COURT OF APPEALS

DECISION

DATED AND FILED

 

October 9, 2001

 

Cornelia G. Clark

Clerk of Court of Appeals

 

 

 

NOTICE

 

 

This opinion is subject to further editing.  If published, the official version will appear in the bound volume of the Official Reports. 

 

A party may file with the Supreme Court a petition to review an adverse decision by the Court of Appeals.  See Wis. Stat. § 808.10 and Rule 809.62. 

 

 

 

 

No. 

00-3332

 

STATE OF WISCONSIN   

IN COURT OF APPEALS

 

DISTRICT I

 

 

James C. Thomson, 

 

                        Plaintiff-Appellant, 

 

            v.

 

United Water Services Milwaukee, LLC,

and United Water Resources, Inc., 

 

                        Defendants-Respondents. 

 

 

 

            APPEAL from a judgment of the circuit court for Milwaukee County:  Thomas P. Donegan, Judge.  Reversed and cause remanded with directions. 

            Before Wedemeyer, P.J., Fine and Curley, JJ.

            1            PER CURIAM.    James C. Thomson appeals from the grant of summary judgment awarded to United Water Services Milwaukee, LLC, and United Water Resources, Inc. (collectively, UW), dismissing his breach of contract action.  Thomson contends that the circuit court erred in granting summary judgment where genuine issues of material fact remained in dispute and in denying his motion to compel discovery.  Thomson claims that material issues of fact exist as to whether:  (1) he was either a party or third‑party beneficiary to a contract between Milwaukee Metropolitan Sewerage District (MMSD) and UW; (2) he was laid off in violation of the contract; and (3) he was dismissed from his employment as part of an overall workforce downsizing.  We conclude that the circuit court prematurely granted summary judgment because discovery was necessary to determine whether UW laid off Thomson in violation of the contract.  Further, the trial court should have granted Thomson’s motion to compel discovery to permit Thomson an opportunity to prove his contentions.

I. Background.

            2            On May 21, 1990, Thomson was hired by MMSD.  In 1998, part of MMSD’s business was privatized when United Water Services Milwaukee, LLC, a subsidiary of United Water Resources, Inc., took over certain MMSD operations.  The transfer of operations was governed by a number of contractual agreements.

            3            One of the contracts MMSD entered into with UW required UW to agree to continue the employment of non-represented employees.  Specifically, the contract stated that UW would not “layoff” former MMSD employees for a ten-year period from the commencement of business operations.

Data records

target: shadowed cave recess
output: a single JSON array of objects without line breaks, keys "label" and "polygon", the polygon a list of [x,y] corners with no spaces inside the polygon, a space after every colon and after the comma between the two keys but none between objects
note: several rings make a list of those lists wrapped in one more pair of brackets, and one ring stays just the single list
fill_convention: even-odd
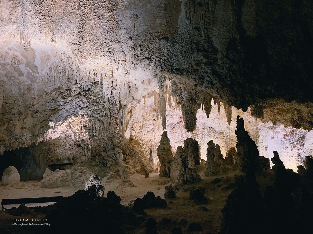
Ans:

Set exercise A: From the court opinion, quote the stretch from "3            One of" through "of business operations.".
Set exercise B: According to the court opinion, on what date did MMSD hire Thomson?

Task result A:
3            One of the contracts MMSD entered into with UW required UW to agree to continue the employment of non-represented employees.  Specifically, the contract stated that UW would not “layoff” former MMSD employees for a ten-year period from the commencement of business operations.

Task result B: May 21, 1990